What the exercise asks
Quote verbatim everything from the start of the records below down to and including the line that contains "222, 323, 267, 360".

Bounding box data excerpts
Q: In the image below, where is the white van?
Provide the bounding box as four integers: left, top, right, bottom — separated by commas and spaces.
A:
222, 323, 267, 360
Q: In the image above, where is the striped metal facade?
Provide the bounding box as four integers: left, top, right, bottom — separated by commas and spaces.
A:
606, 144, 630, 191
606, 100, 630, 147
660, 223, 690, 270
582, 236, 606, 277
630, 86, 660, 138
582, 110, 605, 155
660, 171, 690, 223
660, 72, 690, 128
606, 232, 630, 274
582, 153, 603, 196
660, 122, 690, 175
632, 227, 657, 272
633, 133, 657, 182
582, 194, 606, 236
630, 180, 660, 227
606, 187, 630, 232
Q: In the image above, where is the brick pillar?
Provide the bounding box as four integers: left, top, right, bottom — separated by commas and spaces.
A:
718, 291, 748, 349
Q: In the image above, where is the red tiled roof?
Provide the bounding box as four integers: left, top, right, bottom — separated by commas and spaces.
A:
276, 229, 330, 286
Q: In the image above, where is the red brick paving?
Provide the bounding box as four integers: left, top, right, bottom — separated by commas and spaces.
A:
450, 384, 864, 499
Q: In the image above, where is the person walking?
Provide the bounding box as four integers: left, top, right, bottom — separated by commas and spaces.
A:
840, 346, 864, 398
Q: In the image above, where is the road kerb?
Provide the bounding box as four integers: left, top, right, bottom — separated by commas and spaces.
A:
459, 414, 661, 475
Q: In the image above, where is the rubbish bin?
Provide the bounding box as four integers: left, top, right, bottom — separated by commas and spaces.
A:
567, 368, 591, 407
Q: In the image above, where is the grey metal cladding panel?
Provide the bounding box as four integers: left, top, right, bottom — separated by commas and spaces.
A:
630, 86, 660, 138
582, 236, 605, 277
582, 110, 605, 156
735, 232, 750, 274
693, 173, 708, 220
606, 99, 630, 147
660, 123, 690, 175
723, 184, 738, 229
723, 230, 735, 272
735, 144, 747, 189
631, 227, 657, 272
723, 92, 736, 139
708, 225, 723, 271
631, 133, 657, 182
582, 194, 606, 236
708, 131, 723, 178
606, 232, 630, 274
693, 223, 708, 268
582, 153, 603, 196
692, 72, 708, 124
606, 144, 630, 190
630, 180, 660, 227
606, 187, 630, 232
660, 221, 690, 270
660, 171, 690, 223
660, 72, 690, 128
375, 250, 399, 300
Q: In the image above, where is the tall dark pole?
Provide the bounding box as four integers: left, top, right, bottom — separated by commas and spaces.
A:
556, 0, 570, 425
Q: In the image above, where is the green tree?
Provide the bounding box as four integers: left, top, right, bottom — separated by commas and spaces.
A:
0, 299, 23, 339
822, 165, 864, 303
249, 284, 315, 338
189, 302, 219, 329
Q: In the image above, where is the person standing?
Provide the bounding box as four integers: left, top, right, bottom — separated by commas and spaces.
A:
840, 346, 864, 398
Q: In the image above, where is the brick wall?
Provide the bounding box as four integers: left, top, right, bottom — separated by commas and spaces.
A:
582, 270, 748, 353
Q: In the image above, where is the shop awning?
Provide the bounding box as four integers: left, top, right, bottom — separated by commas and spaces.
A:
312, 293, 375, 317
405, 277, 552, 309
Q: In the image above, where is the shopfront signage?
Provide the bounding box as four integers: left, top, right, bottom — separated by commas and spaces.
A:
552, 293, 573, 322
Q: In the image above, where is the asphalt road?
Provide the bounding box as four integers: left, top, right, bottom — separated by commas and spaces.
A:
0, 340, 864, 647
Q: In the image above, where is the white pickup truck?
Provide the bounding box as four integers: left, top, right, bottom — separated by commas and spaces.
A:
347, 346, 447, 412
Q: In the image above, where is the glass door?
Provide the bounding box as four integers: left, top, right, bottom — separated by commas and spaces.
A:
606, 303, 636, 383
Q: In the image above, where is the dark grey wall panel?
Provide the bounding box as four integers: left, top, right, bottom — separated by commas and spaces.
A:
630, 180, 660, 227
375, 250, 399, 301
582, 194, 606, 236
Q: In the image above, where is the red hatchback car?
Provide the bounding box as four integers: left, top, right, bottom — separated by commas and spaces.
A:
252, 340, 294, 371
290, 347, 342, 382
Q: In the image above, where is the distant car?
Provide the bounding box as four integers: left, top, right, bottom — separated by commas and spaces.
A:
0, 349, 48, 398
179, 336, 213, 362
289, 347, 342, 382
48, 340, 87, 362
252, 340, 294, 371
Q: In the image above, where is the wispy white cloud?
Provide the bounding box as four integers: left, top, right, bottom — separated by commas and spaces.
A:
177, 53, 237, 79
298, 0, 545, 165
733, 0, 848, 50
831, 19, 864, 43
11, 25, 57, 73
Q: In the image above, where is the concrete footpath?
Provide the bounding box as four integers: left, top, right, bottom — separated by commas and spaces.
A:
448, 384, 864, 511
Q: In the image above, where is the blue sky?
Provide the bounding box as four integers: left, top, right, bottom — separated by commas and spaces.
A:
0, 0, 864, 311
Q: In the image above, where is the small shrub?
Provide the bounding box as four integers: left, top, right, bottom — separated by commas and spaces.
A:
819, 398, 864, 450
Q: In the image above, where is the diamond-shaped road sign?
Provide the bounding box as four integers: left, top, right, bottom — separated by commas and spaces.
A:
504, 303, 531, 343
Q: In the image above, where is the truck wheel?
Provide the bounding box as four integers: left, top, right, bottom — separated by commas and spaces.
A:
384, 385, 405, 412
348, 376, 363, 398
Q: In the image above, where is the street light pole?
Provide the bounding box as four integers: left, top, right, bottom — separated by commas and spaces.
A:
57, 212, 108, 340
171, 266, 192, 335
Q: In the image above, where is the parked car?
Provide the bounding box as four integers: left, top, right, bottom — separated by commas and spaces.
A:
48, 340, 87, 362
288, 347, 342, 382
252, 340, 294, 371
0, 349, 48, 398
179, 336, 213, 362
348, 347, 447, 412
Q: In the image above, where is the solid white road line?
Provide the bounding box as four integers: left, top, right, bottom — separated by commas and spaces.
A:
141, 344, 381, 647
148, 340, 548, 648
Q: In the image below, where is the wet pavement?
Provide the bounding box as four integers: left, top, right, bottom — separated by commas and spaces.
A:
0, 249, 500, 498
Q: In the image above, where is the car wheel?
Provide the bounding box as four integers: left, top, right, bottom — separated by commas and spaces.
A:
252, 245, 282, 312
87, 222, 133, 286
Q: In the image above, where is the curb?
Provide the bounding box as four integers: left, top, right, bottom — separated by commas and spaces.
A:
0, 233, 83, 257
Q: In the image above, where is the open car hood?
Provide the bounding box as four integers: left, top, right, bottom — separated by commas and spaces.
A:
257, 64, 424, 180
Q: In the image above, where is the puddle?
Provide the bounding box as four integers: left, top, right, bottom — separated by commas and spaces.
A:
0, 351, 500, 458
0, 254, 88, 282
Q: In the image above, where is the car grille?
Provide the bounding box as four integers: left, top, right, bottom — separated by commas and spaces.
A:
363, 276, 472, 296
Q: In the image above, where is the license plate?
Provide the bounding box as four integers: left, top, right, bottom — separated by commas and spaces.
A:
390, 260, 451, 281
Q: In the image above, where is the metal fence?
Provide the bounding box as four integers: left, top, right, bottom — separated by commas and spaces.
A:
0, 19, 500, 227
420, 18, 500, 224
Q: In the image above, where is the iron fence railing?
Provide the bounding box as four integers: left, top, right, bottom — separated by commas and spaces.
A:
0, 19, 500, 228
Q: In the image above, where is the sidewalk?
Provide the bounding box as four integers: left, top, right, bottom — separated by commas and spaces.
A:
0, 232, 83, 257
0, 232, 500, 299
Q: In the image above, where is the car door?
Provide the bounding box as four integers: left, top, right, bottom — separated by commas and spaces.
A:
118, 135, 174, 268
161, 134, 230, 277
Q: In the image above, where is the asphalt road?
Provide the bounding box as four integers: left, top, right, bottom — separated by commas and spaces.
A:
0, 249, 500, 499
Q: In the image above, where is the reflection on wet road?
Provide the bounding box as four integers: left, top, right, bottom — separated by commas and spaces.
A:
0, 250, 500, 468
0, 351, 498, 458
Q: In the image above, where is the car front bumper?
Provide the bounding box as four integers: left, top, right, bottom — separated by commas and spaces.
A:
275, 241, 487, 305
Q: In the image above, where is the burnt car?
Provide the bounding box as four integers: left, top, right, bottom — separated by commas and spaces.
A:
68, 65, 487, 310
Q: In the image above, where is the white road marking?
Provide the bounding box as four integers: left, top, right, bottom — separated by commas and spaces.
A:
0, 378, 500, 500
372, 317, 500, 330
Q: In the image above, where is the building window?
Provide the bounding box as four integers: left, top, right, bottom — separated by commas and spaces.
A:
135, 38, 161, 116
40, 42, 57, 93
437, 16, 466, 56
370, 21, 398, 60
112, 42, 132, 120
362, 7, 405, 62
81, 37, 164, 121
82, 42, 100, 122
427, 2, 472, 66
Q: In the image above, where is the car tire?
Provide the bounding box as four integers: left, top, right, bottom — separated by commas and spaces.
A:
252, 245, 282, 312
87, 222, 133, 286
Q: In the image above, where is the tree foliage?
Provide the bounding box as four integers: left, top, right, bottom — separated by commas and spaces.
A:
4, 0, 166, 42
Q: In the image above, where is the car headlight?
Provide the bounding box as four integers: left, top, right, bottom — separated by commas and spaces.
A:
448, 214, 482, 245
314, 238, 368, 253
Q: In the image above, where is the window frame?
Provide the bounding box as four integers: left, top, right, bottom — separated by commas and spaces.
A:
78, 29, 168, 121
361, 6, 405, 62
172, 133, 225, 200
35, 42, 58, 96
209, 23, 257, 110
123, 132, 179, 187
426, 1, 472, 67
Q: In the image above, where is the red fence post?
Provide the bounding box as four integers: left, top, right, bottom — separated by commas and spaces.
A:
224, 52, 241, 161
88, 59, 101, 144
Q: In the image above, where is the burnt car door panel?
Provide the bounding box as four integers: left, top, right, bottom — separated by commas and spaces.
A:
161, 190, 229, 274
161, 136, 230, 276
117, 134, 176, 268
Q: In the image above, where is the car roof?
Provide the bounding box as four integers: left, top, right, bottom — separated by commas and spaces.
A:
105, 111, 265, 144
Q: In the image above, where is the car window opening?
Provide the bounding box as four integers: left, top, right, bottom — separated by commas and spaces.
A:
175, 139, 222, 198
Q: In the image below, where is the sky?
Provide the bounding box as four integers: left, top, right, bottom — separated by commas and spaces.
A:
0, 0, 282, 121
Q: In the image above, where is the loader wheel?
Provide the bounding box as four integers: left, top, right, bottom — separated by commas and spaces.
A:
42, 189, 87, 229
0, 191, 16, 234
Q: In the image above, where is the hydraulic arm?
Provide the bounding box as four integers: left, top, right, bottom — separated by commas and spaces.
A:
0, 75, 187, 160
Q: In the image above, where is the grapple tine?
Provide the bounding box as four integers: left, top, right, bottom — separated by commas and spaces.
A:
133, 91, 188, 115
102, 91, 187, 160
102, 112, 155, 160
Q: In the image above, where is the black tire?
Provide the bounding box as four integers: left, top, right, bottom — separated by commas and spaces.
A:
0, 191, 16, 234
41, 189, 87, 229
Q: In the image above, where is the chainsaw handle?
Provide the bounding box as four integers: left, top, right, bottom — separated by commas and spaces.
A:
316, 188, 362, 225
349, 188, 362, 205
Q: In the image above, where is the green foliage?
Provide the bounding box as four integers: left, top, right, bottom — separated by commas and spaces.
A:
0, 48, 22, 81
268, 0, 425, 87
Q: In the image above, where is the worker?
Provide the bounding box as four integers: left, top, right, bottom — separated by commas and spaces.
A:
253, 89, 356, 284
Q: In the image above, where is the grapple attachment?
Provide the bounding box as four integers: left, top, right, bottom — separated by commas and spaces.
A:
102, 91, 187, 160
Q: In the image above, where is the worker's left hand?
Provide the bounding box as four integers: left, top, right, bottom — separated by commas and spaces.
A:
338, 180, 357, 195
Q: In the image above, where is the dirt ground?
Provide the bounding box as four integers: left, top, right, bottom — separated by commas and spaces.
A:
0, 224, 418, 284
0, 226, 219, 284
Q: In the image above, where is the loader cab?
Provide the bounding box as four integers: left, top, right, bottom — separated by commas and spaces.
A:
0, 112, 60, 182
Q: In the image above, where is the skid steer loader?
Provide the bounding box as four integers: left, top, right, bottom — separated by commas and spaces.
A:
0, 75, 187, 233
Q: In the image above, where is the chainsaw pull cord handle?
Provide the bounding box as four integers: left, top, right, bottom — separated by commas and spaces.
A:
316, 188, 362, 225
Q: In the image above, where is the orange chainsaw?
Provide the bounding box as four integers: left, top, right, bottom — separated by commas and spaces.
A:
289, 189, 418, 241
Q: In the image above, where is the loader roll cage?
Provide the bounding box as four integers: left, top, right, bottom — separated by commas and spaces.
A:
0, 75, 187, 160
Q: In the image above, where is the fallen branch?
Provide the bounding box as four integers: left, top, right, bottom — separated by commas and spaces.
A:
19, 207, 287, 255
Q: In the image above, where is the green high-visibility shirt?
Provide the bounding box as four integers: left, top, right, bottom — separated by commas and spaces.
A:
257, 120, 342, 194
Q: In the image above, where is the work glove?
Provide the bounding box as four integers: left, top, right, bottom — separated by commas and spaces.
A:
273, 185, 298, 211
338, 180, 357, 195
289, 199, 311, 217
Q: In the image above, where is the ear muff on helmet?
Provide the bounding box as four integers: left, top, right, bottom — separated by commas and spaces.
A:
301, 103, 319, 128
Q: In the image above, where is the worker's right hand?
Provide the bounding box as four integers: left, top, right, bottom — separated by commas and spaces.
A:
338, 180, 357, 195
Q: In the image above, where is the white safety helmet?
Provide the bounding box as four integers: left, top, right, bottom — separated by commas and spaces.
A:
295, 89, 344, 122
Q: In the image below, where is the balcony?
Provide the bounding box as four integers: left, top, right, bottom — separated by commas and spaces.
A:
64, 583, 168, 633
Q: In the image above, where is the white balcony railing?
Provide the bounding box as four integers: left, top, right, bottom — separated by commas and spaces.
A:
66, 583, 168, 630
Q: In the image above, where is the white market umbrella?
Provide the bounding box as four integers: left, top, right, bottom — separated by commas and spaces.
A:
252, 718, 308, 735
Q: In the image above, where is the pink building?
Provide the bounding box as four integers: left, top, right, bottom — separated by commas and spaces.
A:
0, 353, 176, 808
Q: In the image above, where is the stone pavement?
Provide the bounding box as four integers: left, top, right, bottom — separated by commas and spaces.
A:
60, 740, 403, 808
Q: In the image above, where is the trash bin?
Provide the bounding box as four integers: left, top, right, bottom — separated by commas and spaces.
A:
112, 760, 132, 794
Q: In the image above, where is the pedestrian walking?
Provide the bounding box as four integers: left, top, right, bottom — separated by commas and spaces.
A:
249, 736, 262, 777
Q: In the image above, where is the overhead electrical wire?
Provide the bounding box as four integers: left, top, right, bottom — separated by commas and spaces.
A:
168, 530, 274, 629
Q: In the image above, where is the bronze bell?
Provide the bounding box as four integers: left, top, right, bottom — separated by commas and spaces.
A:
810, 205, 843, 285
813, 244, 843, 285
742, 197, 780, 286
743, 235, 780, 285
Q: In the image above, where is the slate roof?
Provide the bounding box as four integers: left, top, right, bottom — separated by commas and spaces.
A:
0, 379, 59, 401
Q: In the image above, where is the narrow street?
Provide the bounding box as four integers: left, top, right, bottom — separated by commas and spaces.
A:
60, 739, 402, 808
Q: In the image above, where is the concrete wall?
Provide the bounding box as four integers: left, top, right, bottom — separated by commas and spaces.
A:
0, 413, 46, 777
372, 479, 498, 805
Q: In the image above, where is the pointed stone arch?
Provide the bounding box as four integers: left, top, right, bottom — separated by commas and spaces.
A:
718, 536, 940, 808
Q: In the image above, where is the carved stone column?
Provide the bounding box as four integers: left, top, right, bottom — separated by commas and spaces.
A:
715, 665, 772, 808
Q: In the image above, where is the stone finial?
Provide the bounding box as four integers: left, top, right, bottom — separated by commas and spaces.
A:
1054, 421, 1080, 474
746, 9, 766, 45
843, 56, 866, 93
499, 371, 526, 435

Answer to this task
Q: In the image below, where is the white van?
Provide the bounding box as four integers: left, top, right, bottom — separated by commas and spaces.
A:
222, 323, 267, 360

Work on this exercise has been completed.